(Beginning of Exercise inputs)

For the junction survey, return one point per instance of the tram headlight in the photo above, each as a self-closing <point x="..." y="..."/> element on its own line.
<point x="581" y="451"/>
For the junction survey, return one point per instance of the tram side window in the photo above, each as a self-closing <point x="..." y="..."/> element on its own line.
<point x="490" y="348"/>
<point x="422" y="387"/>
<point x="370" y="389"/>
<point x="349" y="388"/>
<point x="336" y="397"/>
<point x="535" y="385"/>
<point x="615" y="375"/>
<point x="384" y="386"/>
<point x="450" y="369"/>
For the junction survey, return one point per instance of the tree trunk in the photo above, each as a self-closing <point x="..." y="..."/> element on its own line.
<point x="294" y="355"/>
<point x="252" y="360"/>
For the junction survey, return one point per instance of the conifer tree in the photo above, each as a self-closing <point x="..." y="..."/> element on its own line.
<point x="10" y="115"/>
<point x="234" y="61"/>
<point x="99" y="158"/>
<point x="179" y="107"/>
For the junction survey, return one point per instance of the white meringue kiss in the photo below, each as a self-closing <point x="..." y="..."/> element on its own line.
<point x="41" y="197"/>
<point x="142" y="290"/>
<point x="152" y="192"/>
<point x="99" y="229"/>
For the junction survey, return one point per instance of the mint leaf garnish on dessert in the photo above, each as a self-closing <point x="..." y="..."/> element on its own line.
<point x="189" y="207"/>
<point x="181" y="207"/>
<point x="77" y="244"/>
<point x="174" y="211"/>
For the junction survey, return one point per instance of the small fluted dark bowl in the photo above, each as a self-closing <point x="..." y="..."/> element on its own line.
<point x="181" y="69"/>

(End of Exercise inputs)

**The task**
Retype, without any change, the lines from the one containing "of the mint" through the final line of the material above, and no others.

**Written answer**
For the junction survey, return one point per instance of the mint leaf garnish on dessert in the photo above, each as a self-closing <point x="..." y="..."/> element on its own line.
<point x="189" y="207"/>
<point x="181" y="207"/>
<point x="77" y="244"/>
<point x="174" y="211"/>
For the junction survey, return one point per instance of the small fluted dark bowl in the photo above, each as a self-closing <point x="..." y="..."/> element on its own line.
<point x="181" y="69"/>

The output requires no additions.